◆ **求められる内容**
項目の冒頭から「[662, 342, 900, 437]」を含む行までを、両端の行も含めて一字一句そのまま出力してください。画像は出力に含めないこと。

**** 抽出資料

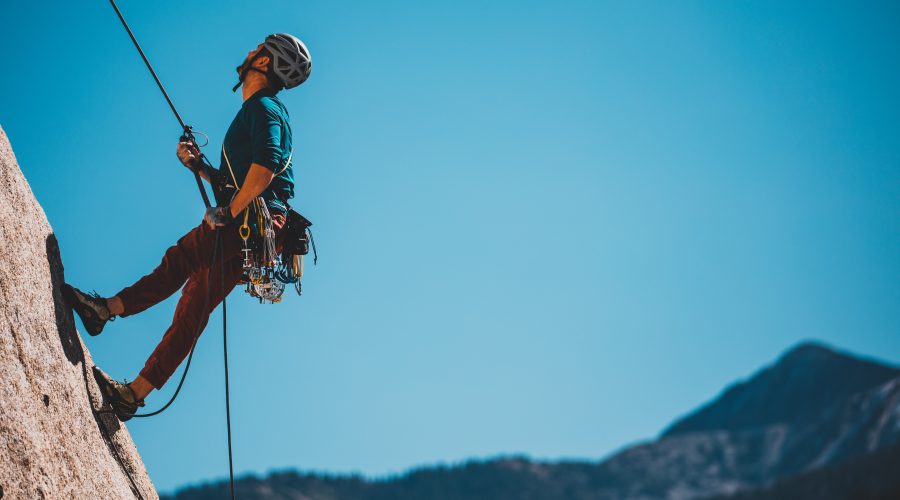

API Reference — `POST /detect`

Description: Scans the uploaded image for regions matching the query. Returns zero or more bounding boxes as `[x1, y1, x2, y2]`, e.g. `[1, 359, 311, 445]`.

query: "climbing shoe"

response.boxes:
[94, 366, 144, 422]
[62, 283, 116, 336]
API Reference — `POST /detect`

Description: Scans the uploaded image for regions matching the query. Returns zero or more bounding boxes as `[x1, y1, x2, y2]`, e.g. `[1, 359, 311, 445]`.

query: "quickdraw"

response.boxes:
[222, 144, 318, 304]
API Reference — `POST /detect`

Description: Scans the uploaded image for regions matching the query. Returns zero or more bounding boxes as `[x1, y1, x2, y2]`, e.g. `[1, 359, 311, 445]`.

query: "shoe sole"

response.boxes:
[61, 283, 103, 337]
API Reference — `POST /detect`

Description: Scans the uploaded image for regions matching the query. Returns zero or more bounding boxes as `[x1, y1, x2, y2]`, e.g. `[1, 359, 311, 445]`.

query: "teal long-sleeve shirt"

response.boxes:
[219, 89, 294, 213]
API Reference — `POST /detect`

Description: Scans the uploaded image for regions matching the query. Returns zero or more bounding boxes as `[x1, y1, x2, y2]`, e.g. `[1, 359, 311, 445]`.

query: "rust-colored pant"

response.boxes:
[116, 213, 285, 389]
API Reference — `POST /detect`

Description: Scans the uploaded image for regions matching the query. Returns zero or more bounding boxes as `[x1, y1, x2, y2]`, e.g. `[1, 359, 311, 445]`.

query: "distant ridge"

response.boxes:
[162, 342, 900, 500]
[662, 342, 900, 437]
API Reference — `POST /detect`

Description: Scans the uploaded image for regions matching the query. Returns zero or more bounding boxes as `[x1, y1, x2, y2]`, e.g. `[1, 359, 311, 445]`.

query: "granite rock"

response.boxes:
[0, 123, 158, 499]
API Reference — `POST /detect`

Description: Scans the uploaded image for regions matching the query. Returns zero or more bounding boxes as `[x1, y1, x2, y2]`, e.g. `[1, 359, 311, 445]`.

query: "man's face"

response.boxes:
[237, 44, 263, 76]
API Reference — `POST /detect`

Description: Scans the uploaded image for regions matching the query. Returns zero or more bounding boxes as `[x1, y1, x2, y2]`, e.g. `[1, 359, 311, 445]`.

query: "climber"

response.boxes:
[62, 33, 312, 421]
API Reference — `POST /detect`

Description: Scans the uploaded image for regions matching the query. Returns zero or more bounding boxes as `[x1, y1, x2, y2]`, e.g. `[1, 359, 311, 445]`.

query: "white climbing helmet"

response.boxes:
[263, 33, 312, 89]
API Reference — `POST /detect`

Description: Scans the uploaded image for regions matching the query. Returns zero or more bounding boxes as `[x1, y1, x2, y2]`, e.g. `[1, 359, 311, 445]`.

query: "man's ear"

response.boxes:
[253, 56, 271, 70]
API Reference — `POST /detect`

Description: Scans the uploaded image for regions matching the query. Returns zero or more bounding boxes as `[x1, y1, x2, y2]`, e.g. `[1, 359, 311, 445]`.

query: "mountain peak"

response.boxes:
[663, 341, 900, 436]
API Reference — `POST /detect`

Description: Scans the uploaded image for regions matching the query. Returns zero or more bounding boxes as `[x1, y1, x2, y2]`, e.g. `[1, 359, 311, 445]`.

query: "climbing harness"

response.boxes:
[222, 144, 318, 304]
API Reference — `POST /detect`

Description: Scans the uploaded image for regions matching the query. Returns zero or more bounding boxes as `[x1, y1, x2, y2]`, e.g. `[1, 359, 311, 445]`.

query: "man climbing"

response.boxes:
[62, 33, 312, 421]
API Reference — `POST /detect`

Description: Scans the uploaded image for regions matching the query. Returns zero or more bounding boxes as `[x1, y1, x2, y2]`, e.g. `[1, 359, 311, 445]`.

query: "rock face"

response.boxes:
[0, 129, 158, 499]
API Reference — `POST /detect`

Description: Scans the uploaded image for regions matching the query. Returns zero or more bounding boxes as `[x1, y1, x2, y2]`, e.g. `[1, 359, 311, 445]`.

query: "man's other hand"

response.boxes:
[176, 142, 200, 170]
[203, 207, 233, 229]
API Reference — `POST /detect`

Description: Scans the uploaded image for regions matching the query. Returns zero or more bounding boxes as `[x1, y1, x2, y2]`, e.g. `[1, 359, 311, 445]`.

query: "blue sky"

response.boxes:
[0, 0, 900, 491]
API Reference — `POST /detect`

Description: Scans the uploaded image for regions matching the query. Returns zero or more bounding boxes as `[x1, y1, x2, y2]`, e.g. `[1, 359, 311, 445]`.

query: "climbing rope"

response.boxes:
[109, 0, 234, 500]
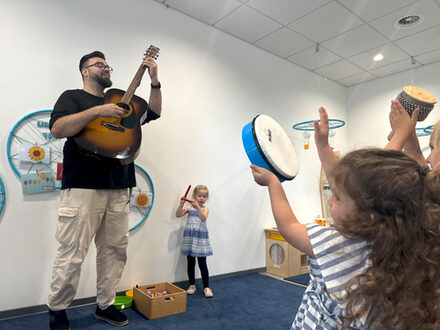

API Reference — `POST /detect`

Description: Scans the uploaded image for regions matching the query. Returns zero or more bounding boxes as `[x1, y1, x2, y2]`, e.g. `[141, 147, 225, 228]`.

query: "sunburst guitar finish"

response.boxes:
[76, 88, 148, 163]
[75, 46, 159, 164]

********

◆ **出力全文**
API Reference — `POST /detect`

Description: Scans the uploaded image for regions matching the query. Returns zero or more bounding boxes as `[x1, y1, x2, y2]`, e.g. `[1, 359, 311, 445]`.

query: "climbing shoe"

response.boxes:
[94, 366, 144, 422]
[62, 283, 116, 336]
API Reference — `POST /detect`

Description: Scans the uploaded image for regions matching the query. Returns zero or more bounding boxes as `[x1, y1, x2, y2]`, e.g. `[1, 359, 311, 445]`.

query: "quickdraw"

response.boxes:
[222, 144, 318, 304]
API Reference — `POST /detect`

Description: Scans the uploaded image for regions matching the query. Returns zero or more bounding boxes as `[x1, y1, x2, y2]`, e.g. `[1, 359, 311, 445]`.

query: "shoe sole"

response.boxes:
[61, 283, 103, 337]
API Reference — `POST /detect`

Description: Scans the uploaded image for regions matching the query. Returns zero or more bounding boxes as `[x1, y1, x2, y2]`, e.g. `[1, 359, 311, 445]`.

query: "teal long-sleeve shirt"

response.boxes:
[219, 89, 294, 213]
API Reference — `POST /detect`

Description: Scans the uploaded image for regions matching the query. Returns zero or more bounding boxes as `[x1, y1, x2, y2]`, e.g. `[1, 359, 311, 445]`.

query: "rust-colored pant"

response.boxes:
[116, 213, 285, 389]
API Reference — `POST /detect`

Description: Scans the uploaded image for regions matching the query. Returns zero or more bounding boxes as `[x1, y1, x2, y2]`, e.g. `[1, 359, 311, 445]`.

query: "distant ridge"

response.boxes:
[162, 342, 900, 500]
[662, 342, 900, 437]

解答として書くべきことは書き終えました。